### Work request A
In the transcript below on team conversations, why does the speaker say talking with the team can give an owner more value than expected? Answer in one to three sentences.
### Work request B
Answer these questions from the transcript below on team conversations:
(i) What logoed item was made and given to upset children?
(ii) During what kind of meeting did that idea come up?
(iii) Who is described as typically being on the largest hook for success or failure?
### Work request C
List every kind of help that the transcript below on team conversations says the dentist may be able to find for coaching staff.

One of the things in my CFO position that came out of one of these conversations just like that was, we had some logoed teddy bears made. And anytime we would have a child that came in and that child was really upset because they're being fit for this orthotic device, we said, "You know what? Here's your teddy bear." And it's not about the marketing and that kind of thing, here was just this little simple, easy thing that we did. And that all came out of an annual performance review. When I said, "What do you guys think we should be doing?" Somebody said, "What about doing some logoed teddy bears?" And I was like, "I've never thought about that before." Pretty low barrier to entry, it's going to cost us however much it's going to cost us. If we try it and it flops, it flops. And they ended up being this great thing that just was born out of having open conversations with your team and talking about goals.

Jonathan:

Yeah. It gets really easy as a business owner to get lost in your own head about all the different things that you could or could not be doing whenever there's a... You have a whole team of people that are in the same business that you are, and they have ideas too. They understand a lot of the things that you may get lost in at some point in time. So having these conversations can be difficult, but they can provide a lot more value on your end as the owner than you probably think. If we were to pull up some statistics about training cost and turnover costs per employee, like average amount of time, it takes to get someone trained inside of any type of business, the cost would be really, really, really, really large, not to mention the effectiveness per employee that are likely going to be happening inside of your practice.

Jonathan:

So I'm not even talking about those things. I'm talking about just having other people that are bought into the success of your business than yourself, which these conversations can hopefully influence that. As a business owner, you are typically the person that is on the largest hook for success or failure, but you can have people that will buy in with you in some ways and carry that cross and that burden with you. So having these crucial conversations, approaching someone who always has excuses about something, or they're just not getting the insurance checks processed fast enough, or they're just not turning into patients over fast enough or whatever it is, having those types of conversations with people are not fun.

Jonathan:

When we're talking about uncomfortable conversations, that's the type of conversations that aren't fun, because you're talking to these people about the things that they're doing every day, and you're having to come to them and say, "Look, I heard you answering the phone the other day, and my gosh, if I were the one that were calling this office, I probably wouldn't have wanted to book an appointment either, because you were kind of mean to that person. I don't know if you carried something in bad with you that day or what," but that's the type of thing that you've got to, as a business owner, you've got to talk to people about. And this would be something that, like you said, that wouldn't be something that would be in the quarterly discussion, that'd be something that would be done if you heard it, you needed to probably address it fairly shortly after.

Jonathan:

And then these quarterly performance things, having those discussions can be difficult. The difficult part is if they are not reaching what you set out for them, I guess. And we probably need to stop it at there, because I think that we could probably dovetail this into a very big conversation about how to set a proper team goal, and how to set proper goals on the individual level. And then have that come back to this episode about how you actually address those things and help coach those people through those things as the year goes by. Because like you said, one of the problems is the time management of like, if I've told my hygienist she needs to be able to cut down the amount of time it takes her [inaudible 00:12:44] being from an hour long visit to a 15 minute visit, it can sometimes be difficult, or I'm sure it's difficult to try, and if they're only able to do an hour still going forward to be able to coach them and to be able to get that to have that turnaround time be a little bit faster in some ways. And you, as the dentist, may not have the answers to that, but you may be able to find consultants or people or some type of resources that can help with those types of things.

### Supplied information
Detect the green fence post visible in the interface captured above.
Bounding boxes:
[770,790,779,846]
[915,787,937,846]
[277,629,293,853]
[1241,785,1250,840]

### Written answer A
Owners can get lost in their own heads about what they could or could not be doing. Their team works in the same business, has ideas too, and understands many of the things the owner may lose track of.

### Written answer B
(i) Teddy bears.
(ii) An annual performance review.
(iii) The business owner.

### Written answer C
Consultants, people, and some type of resources.